School of Electronics and Computer Science, University of Southampton,  
Southampton, SO17 1BJ, United Kingdom  
{ryan.beal,sem03,t.j.norman,sdr1}@soton.ac.uk

## Abstract

In this paper, we present a new application-focused benchmark dataset and results from a set of baseline Natural Language Processing and Machine Learning models for prediction of match outcomes for games of football (soccer). By doing so we give a baseline for the prediction accuracy that can be achieved exploiting both statistical match data and contextual articles from human sports journalists. Our dataset is focused on a representative time-period over 6 seasons of the English Premier League, and includes newspaper match previews from The Guardian. The models presented in this paper achieve an accuracy of 63.18% showing a 6.9% boost on the traditional statistical methods.

## 1 Introduction

Real-world events such as sports games or elections involve competing teams, each with capabilities and tactics, aiming to win (e.g., seats during an election, or scoring more goals in a football match). The performance of such teams is typically not only dependent on the teams' abilities but also on the environment within which they operate. For example, a political party may have the best orators and policies but their opponents may be better at getting votes in key areas. Similarly, a top football team may be playing the worst team in a league but the fact that the latter may be facing relegation (to a lower league) may provide them with extra motivation to win the game. Given this, in many cases, the performance of such teams may not be easily predictable.

Traditional AI and machine learning techniques to predict the outcome of real-world events tend to focus on the use of statistical machine learning using historical data about the individual teams (Silver 2012; Campbell and Shiller 1988; Dixon and Coles 1997; Matthews, Ramchurn, and Chalkiadakis 2012). However, as per the examples above, historical performance may not be useful when team performance may be dependent on dynamic factors such as human performance (morale, injuries, strategies) or environmental variables (weather, competition context, public mood). In turn, humans can be better judges than algorithms when faced with previously unseen situations. Journalists, online communities, and experienced analysts may be better at evalu-

ating human and environmental elements to forecast an outcome. For example, one approach of looking at more than just statistics in sports have been through sentiment analysis on social media platforms. Schumaker, Jarmoszko and Lapedz (2016) use this approach to predict English Premier League (EPL) results and achieve an accuracy of 50% and (Sinha et al. 2013) show use of similar analysis being performed for American Football results in the National Football League (NFL) predicting the winner 63.8% of the time. However, these approaches focus on opinion aggregation rather than trying to extract the potential indicators of performance for individual human teams from human experts.

Against this background, we set new baselines for results when predicting real-world sporting events involving humans based on the combination of Natural Language Processing (NLP) and statistical machine learning techniques. In more detail, we focus specifically on football games in the EPL using match previews from the media alongside statistical machine learning (ML) techniques. The prediction of football match outcomes is a challenging computational problem due to the range of parameters that can influence match results. To date, probabilistic methods devised since the seminal work of Maher (1982) have generated fairly limited results and appear to have reached a glass ceiling in terms of accuracy. By using media previews we can improve on the accuracy of current approaches for match outcome prediction. By so doing, we show that by incorporating human factors into our model, rather than just basic performance statistics, we can improve accuracy (e.g., mood, rivalries and other external factors). Thus, the contributions of this paper are as follows:

1. 1. New dataset for testing NLP/ML algorithms for sports match outcome prediction for football (soccer). Our dataset includes a previously unexplored feature set in terms of football match outcome predictions, including human knowledge that is overlooked in traditional statistics. The dataset includes match data and previews for 1770 games football games over 6 seasons.

#### Dataset
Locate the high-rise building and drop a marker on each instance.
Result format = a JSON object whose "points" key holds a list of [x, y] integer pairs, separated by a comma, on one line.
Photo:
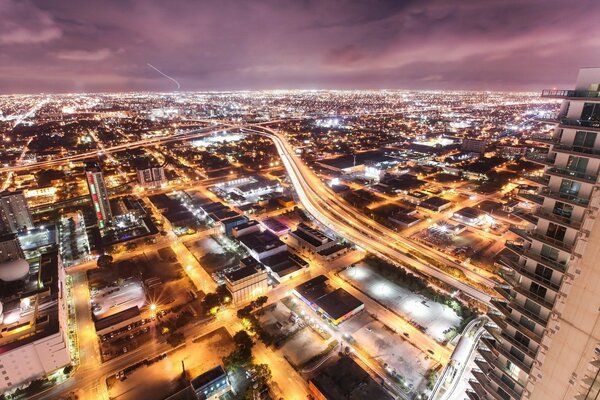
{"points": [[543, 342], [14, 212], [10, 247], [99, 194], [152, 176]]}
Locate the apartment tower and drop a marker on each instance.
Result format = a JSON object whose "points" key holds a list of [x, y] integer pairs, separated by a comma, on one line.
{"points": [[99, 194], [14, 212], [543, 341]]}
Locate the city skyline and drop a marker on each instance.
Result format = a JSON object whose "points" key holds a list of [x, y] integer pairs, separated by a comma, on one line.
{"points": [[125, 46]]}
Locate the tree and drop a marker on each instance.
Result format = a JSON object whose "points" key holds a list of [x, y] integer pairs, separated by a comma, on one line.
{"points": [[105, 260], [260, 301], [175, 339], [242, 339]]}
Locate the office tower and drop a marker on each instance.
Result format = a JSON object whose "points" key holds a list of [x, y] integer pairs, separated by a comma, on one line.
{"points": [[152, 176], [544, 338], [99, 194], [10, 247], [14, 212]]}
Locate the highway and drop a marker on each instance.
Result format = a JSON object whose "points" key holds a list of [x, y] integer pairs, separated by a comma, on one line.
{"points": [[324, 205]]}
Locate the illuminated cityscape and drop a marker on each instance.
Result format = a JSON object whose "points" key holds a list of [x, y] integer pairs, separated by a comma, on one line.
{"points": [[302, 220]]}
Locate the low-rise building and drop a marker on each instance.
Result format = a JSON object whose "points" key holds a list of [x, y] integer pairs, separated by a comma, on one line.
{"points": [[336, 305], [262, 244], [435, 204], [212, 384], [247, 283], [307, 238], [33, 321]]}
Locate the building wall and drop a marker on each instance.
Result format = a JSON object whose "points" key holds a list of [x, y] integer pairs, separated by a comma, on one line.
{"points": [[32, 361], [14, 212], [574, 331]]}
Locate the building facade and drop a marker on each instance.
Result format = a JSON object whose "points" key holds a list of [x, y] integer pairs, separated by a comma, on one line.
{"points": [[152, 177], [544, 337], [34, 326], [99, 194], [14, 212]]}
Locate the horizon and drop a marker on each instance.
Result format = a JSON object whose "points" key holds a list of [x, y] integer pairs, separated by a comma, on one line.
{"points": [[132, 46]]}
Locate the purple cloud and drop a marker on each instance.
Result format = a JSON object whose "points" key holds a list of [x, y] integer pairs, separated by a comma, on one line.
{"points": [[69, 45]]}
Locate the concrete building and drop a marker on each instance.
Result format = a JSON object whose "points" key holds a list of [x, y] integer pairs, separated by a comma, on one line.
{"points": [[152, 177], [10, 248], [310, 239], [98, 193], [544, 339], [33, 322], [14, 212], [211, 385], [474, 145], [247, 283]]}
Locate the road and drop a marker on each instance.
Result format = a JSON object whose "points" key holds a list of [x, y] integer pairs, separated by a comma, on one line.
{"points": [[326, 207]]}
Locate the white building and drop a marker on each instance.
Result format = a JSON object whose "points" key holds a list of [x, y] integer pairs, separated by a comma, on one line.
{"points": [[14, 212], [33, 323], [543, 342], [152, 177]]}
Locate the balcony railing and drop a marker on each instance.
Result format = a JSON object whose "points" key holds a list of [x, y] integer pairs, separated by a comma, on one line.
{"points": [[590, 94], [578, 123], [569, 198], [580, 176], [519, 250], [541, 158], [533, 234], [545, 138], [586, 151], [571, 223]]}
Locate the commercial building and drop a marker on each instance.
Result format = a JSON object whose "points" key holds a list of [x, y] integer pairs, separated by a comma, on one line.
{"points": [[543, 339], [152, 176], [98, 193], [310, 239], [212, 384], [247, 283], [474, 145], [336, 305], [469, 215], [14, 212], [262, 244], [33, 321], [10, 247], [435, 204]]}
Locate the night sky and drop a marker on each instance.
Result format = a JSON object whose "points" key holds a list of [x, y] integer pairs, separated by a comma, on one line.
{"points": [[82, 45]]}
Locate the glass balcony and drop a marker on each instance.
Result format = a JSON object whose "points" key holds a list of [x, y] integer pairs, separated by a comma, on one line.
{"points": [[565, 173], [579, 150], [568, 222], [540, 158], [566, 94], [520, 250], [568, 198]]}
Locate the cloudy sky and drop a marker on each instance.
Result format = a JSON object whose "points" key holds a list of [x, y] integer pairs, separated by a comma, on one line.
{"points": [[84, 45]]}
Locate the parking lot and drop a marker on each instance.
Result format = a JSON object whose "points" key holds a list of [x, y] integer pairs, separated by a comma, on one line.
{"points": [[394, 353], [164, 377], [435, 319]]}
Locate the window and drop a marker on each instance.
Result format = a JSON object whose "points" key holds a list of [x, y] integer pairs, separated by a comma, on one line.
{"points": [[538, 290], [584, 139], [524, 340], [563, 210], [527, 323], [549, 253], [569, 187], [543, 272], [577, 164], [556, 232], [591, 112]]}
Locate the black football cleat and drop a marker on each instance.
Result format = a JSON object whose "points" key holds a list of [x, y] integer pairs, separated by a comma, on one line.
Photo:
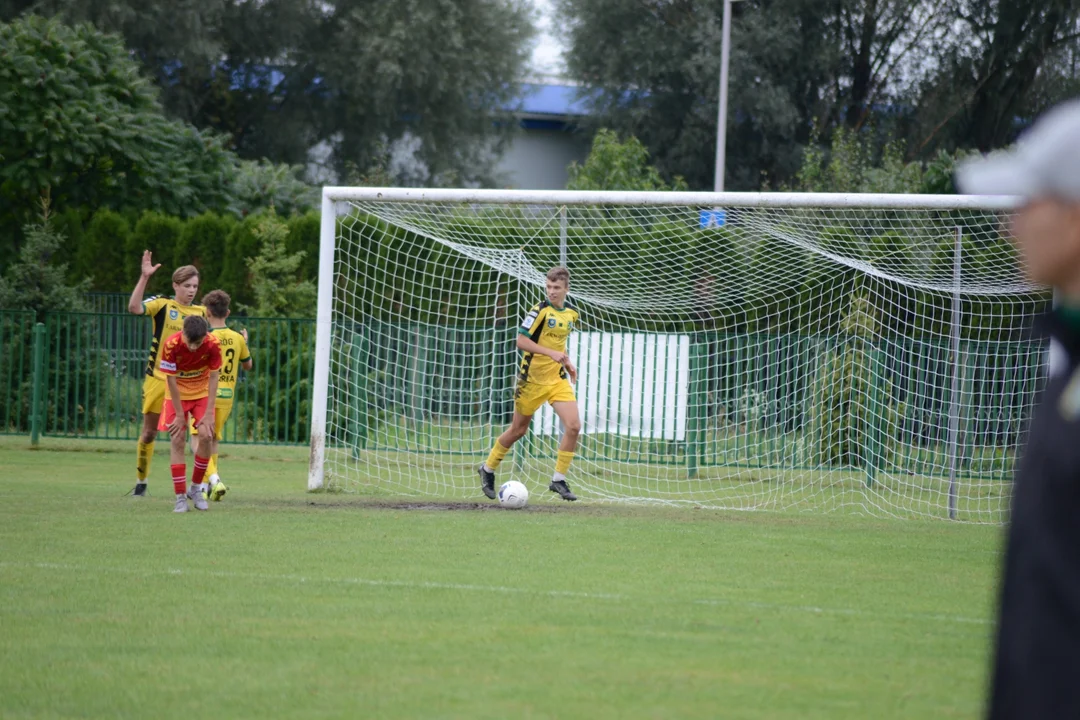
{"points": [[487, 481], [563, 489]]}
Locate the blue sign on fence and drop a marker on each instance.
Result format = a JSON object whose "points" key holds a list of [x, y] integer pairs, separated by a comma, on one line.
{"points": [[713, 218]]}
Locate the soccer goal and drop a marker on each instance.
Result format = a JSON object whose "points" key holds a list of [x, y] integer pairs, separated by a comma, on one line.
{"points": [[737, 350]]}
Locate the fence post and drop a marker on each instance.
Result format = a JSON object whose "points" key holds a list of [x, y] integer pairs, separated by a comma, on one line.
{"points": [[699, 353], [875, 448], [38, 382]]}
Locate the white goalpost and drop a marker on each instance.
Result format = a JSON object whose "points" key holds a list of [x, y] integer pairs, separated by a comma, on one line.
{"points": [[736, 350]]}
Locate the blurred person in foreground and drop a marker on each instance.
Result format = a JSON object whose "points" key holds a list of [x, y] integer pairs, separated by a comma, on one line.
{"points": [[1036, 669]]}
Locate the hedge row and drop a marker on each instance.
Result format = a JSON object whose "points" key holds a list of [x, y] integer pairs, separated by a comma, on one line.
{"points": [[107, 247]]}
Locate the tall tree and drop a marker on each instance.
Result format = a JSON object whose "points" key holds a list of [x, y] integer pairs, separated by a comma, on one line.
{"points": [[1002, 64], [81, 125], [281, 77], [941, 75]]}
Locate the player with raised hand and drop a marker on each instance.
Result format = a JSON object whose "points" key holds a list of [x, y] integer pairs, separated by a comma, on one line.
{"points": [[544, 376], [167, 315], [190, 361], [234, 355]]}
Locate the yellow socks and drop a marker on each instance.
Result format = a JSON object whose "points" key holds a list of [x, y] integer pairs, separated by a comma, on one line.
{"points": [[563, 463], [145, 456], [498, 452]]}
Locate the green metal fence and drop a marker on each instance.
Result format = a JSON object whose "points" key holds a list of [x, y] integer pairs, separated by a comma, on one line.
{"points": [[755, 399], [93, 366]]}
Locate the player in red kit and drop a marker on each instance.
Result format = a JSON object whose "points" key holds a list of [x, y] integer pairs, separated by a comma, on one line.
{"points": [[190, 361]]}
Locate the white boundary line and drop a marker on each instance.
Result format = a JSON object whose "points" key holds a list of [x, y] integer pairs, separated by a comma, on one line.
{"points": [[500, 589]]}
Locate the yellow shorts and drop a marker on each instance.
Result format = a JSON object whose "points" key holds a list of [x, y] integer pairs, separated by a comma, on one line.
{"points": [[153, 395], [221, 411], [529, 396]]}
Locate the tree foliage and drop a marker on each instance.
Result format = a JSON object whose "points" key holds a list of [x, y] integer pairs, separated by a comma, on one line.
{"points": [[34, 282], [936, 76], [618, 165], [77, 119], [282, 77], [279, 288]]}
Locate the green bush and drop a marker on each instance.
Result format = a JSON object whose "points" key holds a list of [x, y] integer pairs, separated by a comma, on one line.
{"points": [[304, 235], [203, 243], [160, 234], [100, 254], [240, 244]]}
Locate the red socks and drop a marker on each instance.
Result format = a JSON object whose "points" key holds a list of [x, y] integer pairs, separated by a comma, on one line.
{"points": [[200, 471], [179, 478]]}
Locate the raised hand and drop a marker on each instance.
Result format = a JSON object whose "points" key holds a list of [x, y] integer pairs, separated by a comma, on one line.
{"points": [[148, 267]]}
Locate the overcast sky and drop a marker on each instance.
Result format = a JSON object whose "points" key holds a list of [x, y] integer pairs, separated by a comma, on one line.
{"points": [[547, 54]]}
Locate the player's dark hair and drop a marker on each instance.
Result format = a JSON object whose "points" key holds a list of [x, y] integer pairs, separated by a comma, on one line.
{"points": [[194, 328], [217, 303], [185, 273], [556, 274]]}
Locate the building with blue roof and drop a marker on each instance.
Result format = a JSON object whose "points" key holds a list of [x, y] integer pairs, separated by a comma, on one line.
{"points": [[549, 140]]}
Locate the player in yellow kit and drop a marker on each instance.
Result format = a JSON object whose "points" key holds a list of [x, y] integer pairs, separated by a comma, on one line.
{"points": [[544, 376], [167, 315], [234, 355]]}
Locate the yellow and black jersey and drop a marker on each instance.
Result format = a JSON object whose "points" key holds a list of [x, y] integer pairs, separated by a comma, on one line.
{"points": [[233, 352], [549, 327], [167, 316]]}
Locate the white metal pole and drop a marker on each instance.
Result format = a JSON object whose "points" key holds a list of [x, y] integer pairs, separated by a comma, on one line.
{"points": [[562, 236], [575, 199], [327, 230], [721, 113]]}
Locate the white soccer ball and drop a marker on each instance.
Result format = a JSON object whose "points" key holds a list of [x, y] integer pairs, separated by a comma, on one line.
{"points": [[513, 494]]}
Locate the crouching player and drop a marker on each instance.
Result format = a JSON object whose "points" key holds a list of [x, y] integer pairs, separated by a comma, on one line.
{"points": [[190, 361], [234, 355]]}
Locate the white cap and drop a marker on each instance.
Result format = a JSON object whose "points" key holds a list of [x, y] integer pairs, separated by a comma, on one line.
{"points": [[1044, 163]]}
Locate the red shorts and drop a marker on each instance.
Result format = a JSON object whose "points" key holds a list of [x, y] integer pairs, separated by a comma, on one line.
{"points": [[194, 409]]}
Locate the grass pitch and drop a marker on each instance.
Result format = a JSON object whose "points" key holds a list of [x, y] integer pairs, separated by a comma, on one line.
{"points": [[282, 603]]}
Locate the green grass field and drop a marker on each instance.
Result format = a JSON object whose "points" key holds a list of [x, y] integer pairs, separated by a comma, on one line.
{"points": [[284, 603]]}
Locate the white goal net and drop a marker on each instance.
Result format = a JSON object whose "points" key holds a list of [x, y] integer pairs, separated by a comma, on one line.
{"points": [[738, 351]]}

#### What is asked
**a.** Transcribe the football prediction excerpt between "Real-world events such" and "be easily predictable.", inclusive.
**b.** In the football prediction excerpt, which newspaper supplied the match previews in the dataset?
The material above isn't needed for this work.

#### Answers by task
**a.**
Real-world events such as sports games or elections involve competing teams, each with capabilities and tactics, aiming to win (e.g., seats during an election, or scoring more goals in a football match). The performance of such teams is typically not only dependent on the teams' abilities but also on the environment within which they operate. For example, a political party may have the best orators and policies but their opponents may be better at getting votes in key areas. Similarly, a top football team may be playing the worst team in a league but the fact that the latter may be facing relegation (to a lower league) may provide them with extra motivation to win the game. Given this, in many cases, the performance of such teams may not be easily predictable.

**b.** The Guardian